For the foregoing reasons, we conclude that the trial court's
errors on this issue do not require a new sentencing proceeding.
Defendant next assigns error to the trial court's overruling
of his objection to the prosecutor's biblical argument during
closing arguments of the capital sentencing proceeding. The
argument went as follows:
From the Old Testament and the Book of Numbers
anyone who kills a person is to be put to death as a
murderer upon the testimony of witnesses.
[DEFENSE COUNSEL]: Objection, your Honor.
[PROSECUTOR]: That's what we've done in this
case, ladies and gentlemen.
[COURT]: Overruled.
[PROSECUTOR]: You've heard the testimony of
witnesses. You have convicted this man and rightly so,
of murder in the first degree. The death penalty is
here. Now, they might argue to you the New Testament
changes all that. No, it doesn't. Jesus didn't come
to destroy the law or the prophesies of the Old
Testament. He came to fulfill them.
Listen to this in Deuteronomy. Cursed is the man
who kills his neighbor secretly and all the people
shall say amen. Cursed is the man who kills an
innocent person for money, and all the people shall say
amen. It's time to sentence this man, a murderer, to
die and let the people of Bertie County say amen.
Thank you.
Defendant contends that this argument was improper on
several grounds. First, because the prosecutor invoked a
biblical reference specifically as to the people of Bertie
County, it made the death penalty in this case appear to be
ordained by the Bible. Second, allowing such a religious-based
argument violates the separation of church and state. Third, it
is constitutionally impermissible to relieve the jury of its
responsibility for deciding defendant's sentence by arguing that
the death penalty is divinely inspired. Finally, the religiousargument injects an arbitrary and inflammatory element into the
capital sentencing decision because the Bible is not relevant to
the facts or law of this case.
We begin by repeating our recent warning to counsel
that they should base their jury arguments solely upon
the secular law and the facts. Jury arguments based on
any of the religions of the world inevitably pose a
danger of distracting the jury from its sole and
exclusive duty of applying secular law and
unnecessarily risk reversal of otherwise error-free
trials.
State v. Williams, 350 N.C. 1, 27, 510 S.E.2d 626, 643, cert.
denied, ___ U.S. ___, ___ L. Ed. 2d ___, 68 U.S.L.W. 3228 (1999).
However, we also note that 'more often than not,' we have
concluded that such biblical arguments are within permissible
margins given counsel in arguing 'hotly contested cases.' State
v. Bond, 345 N.C. 1, 36, 478 S.E.2d 163, 182 (1996), cert.
denied, 521 U.S. 1124, 138 L. Ed. 2d 1022 (1997); see also State
v. Holden, 346 N.C. 404, 433, 488 S.E.2d 514, 530 (1997), cert.
denied, 522 U.S. 1126, 140 L. Ed. 2d 132 (1998). We conclude
that such is the case here and that the trial court did not err
in overruling defendant's objection to the first part of the
above argument or in failing to intervene ex mero motu as to the
remainder.

Rows from a dataset
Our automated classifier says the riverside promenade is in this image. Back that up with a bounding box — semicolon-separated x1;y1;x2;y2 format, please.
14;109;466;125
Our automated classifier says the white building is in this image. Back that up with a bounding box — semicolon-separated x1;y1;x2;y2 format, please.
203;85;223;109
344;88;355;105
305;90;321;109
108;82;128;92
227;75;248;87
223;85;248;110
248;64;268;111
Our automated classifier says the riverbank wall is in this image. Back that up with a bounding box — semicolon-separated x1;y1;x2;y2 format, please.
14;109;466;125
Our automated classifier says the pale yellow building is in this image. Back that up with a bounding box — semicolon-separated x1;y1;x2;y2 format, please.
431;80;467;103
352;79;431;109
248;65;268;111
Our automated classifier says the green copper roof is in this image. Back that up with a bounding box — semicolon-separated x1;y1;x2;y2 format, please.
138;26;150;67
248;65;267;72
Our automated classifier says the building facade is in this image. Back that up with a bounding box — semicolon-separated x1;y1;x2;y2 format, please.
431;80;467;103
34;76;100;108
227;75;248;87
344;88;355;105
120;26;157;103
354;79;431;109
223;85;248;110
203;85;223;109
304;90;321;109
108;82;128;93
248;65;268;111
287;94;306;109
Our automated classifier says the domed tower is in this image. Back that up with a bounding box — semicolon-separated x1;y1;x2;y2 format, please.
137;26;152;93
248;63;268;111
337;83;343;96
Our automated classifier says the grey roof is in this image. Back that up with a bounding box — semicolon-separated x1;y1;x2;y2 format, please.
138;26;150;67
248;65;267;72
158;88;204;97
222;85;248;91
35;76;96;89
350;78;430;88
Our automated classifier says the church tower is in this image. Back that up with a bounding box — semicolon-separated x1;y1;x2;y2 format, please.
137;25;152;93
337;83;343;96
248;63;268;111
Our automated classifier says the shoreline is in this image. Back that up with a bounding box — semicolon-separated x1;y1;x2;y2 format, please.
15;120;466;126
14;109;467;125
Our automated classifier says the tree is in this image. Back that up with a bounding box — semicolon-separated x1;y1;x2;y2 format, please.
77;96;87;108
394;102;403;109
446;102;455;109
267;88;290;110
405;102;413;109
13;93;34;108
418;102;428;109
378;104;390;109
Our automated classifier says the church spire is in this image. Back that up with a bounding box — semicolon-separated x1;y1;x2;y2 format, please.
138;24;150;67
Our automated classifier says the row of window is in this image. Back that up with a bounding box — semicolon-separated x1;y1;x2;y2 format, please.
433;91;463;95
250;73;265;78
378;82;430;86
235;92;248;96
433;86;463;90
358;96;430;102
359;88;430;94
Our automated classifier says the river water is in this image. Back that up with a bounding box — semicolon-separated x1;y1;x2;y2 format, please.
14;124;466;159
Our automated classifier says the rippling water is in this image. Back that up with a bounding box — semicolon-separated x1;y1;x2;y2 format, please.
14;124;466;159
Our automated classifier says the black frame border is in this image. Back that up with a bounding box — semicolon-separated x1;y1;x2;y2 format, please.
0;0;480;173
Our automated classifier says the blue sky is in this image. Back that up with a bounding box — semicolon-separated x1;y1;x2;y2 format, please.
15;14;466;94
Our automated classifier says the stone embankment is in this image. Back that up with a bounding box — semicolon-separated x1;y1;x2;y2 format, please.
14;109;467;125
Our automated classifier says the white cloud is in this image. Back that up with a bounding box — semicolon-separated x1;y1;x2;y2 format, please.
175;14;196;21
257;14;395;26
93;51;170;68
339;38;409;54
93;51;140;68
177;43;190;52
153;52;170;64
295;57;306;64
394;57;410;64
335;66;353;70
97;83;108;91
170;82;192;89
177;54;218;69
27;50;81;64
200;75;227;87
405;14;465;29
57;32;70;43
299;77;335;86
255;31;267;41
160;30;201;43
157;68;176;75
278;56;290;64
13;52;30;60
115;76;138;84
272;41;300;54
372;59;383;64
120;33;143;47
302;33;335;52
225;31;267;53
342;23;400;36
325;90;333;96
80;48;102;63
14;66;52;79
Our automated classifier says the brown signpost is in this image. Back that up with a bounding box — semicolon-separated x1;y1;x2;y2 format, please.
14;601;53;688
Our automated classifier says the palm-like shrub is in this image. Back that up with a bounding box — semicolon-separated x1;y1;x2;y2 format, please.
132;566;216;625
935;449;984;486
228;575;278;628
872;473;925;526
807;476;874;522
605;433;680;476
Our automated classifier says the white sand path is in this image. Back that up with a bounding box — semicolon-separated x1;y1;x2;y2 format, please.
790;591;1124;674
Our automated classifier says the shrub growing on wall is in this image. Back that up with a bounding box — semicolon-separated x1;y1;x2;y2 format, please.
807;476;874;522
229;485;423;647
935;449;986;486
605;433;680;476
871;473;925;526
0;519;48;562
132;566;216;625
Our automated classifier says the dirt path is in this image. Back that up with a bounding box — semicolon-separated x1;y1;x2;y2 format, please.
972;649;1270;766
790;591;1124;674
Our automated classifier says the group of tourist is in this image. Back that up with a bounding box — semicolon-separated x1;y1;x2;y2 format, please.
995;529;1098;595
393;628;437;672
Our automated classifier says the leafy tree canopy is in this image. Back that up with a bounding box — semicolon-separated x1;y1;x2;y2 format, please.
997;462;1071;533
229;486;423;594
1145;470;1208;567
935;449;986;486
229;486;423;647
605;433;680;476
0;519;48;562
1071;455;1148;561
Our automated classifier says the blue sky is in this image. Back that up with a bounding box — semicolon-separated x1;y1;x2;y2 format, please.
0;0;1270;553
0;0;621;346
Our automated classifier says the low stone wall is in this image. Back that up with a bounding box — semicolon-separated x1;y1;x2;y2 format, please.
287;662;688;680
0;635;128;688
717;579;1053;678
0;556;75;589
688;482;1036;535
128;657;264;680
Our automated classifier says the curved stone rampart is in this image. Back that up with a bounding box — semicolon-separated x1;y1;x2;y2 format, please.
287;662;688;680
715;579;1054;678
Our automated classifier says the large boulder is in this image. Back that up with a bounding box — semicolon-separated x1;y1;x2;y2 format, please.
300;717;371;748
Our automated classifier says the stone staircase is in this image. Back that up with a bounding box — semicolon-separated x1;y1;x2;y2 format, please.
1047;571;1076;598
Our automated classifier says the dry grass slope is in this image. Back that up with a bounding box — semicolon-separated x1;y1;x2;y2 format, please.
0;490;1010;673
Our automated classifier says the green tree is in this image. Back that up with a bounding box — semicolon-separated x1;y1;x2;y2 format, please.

## ACTIONS TO TAKE
- A) In the opinion excerpt, which book of the Old Testament does the prosecutor cite first?
- B) Rewrite the opinion excerpt between "Defendant next assigns" and "Objection, your Honor.", inclusive, switching "closing arguments" to "final arguments".
These entries have no connection to the opinion excerpt.

## RESPONSES TO THE TASKS
- A) The Book of Numbers.

- B)
Defendant next assigns error to the trial court's overruling
of his objection to the prosecutor's biblical argument during
final arguments of the capital sentencing proceeding. The
argument went as follows:
From the Old Testament and the Book of Numbers
anyone who kills a person is to be put to death as a
murderer upon the testimony of witnesses.
[DEFENSE COUNSEL]: Objection, your Honor.